→ Work request
The answer must consist of each line below that contains the word "window", copied in full.

→ Image point grounding data
- - - -

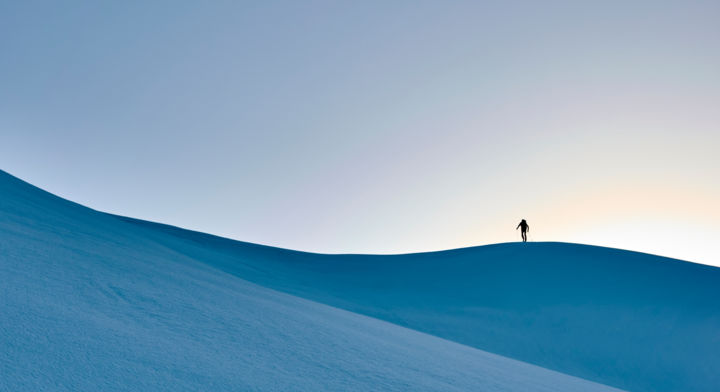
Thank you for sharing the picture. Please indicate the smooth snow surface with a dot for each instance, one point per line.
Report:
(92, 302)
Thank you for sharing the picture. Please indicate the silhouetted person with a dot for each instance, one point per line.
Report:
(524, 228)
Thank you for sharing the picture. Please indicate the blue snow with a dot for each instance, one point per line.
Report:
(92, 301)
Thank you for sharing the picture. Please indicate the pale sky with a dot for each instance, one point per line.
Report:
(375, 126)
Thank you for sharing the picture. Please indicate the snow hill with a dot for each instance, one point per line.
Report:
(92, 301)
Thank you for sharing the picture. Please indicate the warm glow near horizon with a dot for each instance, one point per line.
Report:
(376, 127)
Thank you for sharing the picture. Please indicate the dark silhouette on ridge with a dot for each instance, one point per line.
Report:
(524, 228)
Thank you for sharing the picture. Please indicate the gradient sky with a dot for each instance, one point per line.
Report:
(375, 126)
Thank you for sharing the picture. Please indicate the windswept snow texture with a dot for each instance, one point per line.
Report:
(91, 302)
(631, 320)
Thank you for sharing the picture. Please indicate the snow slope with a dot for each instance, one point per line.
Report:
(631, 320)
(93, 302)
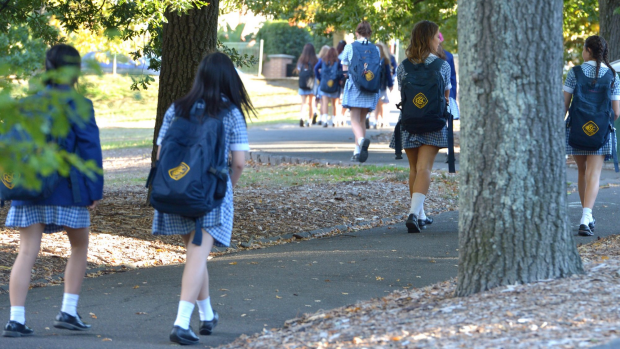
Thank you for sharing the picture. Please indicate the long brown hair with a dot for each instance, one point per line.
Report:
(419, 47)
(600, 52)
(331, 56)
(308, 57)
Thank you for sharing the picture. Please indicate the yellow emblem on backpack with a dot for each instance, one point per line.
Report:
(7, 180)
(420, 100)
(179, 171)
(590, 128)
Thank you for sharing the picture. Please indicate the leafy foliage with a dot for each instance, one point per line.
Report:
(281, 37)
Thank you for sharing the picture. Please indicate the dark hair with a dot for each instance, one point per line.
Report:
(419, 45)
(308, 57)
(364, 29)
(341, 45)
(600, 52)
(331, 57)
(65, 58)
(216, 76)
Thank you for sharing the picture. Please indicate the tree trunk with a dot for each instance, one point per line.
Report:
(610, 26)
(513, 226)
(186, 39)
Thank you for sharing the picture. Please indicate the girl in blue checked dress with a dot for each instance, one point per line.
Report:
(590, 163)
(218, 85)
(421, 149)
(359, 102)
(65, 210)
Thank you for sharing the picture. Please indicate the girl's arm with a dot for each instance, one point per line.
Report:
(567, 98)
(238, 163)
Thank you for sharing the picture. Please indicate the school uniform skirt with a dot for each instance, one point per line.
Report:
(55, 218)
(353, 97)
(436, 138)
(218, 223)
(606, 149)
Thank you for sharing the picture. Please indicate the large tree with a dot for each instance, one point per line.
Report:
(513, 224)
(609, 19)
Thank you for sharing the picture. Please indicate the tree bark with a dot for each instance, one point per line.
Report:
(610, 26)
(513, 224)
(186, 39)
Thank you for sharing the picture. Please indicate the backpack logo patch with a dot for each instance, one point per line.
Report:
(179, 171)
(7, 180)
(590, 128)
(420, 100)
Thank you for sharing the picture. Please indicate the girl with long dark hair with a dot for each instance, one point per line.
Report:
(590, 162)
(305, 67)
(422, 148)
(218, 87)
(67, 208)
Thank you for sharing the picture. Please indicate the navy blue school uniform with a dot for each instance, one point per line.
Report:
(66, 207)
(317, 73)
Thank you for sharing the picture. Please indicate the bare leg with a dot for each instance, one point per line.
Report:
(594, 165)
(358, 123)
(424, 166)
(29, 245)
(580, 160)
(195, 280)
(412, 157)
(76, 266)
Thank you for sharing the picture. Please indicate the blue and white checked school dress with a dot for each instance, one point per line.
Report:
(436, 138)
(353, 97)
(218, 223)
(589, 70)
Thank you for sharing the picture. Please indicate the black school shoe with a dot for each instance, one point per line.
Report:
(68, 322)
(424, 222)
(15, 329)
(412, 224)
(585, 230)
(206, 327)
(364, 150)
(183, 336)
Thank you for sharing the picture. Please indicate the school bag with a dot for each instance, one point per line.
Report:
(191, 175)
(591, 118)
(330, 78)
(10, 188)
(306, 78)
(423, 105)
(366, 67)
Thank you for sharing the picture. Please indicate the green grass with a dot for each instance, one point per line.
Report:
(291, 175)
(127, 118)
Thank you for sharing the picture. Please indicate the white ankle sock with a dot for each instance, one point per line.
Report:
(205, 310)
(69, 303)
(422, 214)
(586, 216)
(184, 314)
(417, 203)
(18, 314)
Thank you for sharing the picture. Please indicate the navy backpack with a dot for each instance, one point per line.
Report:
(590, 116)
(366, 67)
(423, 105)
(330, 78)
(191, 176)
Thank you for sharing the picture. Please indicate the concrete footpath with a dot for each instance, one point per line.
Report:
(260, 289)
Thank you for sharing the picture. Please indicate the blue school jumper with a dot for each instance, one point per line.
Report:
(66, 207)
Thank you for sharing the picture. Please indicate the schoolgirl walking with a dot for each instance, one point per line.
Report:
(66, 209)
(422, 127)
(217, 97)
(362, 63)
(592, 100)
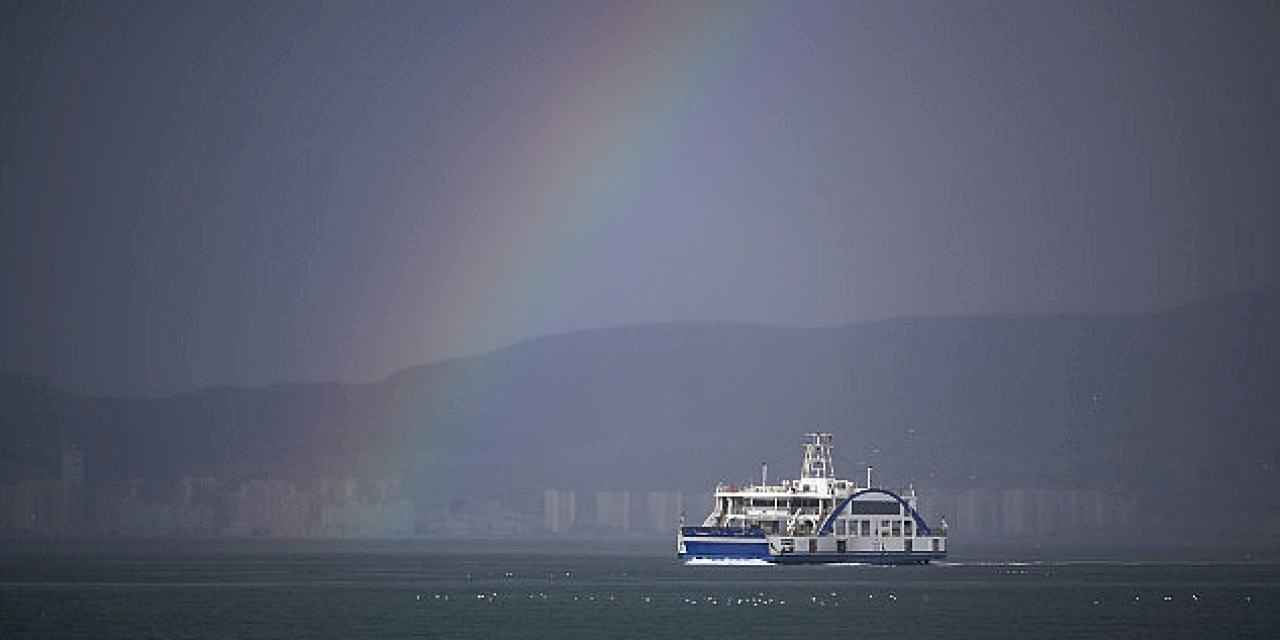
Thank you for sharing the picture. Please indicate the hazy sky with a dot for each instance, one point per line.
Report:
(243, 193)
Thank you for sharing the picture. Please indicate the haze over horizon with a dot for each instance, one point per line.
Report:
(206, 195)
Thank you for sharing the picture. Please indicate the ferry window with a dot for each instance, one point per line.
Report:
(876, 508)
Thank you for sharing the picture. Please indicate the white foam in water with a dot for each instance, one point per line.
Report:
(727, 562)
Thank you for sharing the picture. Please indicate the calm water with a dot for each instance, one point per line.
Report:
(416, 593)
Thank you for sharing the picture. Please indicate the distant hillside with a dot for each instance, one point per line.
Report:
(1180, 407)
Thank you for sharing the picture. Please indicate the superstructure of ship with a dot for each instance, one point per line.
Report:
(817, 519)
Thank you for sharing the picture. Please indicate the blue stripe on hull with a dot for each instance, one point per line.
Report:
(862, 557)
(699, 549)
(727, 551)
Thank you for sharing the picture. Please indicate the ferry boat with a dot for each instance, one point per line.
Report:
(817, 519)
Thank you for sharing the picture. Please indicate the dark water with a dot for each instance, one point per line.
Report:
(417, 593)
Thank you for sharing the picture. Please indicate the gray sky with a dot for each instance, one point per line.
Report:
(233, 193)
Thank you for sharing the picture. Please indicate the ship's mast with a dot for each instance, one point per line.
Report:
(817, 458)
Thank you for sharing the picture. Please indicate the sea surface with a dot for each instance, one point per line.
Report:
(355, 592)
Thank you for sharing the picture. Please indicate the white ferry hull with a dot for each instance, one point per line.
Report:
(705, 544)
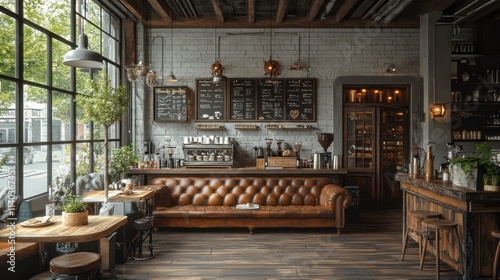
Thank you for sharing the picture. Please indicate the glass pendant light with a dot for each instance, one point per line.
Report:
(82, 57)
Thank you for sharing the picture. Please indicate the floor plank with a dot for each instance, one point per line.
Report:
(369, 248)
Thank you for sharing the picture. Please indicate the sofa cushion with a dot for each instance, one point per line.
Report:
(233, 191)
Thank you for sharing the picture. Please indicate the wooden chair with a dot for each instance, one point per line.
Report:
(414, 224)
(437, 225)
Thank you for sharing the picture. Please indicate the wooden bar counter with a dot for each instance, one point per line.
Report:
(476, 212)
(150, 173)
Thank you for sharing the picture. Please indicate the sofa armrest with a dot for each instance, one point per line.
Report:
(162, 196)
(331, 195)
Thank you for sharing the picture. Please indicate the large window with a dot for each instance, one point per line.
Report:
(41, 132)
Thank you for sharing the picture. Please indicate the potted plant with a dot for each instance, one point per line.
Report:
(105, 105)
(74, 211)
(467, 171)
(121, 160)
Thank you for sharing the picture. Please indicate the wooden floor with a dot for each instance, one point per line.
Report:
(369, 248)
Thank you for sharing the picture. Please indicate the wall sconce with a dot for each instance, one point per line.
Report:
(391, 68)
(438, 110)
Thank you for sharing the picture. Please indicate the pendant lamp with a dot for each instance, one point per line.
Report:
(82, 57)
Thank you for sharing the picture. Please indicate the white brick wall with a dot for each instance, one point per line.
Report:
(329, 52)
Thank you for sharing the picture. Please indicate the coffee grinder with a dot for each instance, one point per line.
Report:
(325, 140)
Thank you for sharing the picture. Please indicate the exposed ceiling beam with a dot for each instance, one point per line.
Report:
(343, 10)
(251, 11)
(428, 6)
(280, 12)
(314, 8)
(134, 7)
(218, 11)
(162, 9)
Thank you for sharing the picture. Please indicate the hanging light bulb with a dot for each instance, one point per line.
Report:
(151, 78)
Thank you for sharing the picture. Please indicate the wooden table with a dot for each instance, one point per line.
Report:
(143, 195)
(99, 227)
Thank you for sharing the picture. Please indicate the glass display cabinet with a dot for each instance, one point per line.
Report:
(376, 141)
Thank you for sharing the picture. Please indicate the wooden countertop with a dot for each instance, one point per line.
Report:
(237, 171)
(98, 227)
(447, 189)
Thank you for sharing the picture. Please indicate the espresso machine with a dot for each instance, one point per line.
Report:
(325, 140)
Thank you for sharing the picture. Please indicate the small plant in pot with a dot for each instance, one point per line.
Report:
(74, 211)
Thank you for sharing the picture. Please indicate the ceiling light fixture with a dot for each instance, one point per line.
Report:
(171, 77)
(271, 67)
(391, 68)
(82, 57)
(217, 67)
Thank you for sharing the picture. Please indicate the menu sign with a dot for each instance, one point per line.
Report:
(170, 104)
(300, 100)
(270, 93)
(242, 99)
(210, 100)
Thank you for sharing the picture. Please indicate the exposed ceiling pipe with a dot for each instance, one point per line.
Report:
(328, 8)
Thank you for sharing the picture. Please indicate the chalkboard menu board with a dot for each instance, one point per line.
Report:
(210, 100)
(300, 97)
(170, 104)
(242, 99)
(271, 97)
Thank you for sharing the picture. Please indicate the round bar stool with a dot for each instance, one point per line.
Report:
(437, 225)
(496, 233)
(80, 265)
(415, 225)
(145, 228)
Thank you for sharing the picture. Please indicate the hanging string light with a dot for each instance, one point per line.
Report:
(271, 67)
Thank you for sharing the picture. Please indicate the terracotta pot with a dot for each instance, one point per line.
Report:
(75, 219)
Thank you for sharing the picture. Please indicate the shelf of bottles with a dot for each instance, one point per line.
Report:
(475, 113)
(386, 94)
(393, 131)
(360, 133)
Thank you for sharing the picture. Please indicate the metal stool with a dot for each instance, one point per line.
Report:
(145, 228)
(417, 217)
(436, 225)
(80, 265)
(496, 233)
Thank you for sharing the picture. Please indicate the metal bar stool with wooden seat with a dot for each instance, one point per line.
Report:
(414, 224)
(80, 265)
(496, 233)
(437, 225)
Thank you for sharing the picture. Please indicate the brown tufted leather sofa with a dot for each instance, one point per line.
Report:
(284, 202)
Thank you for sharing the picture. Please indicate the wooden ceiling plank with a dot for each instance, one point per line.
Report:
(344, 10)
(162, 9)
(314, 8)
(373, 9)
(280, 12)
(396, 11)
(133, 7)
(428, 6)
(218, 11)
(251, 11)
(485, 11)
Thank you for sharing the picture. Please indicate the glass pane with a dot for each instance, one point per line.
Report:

- - - -

→ Solution for this exercise
Thank you for sharing the picture. Please indicate the ferry window with a dot for each instance, one point per line.
Thank you for sharing the picture. Please indicate the large window with a dot for each instance, one point per line.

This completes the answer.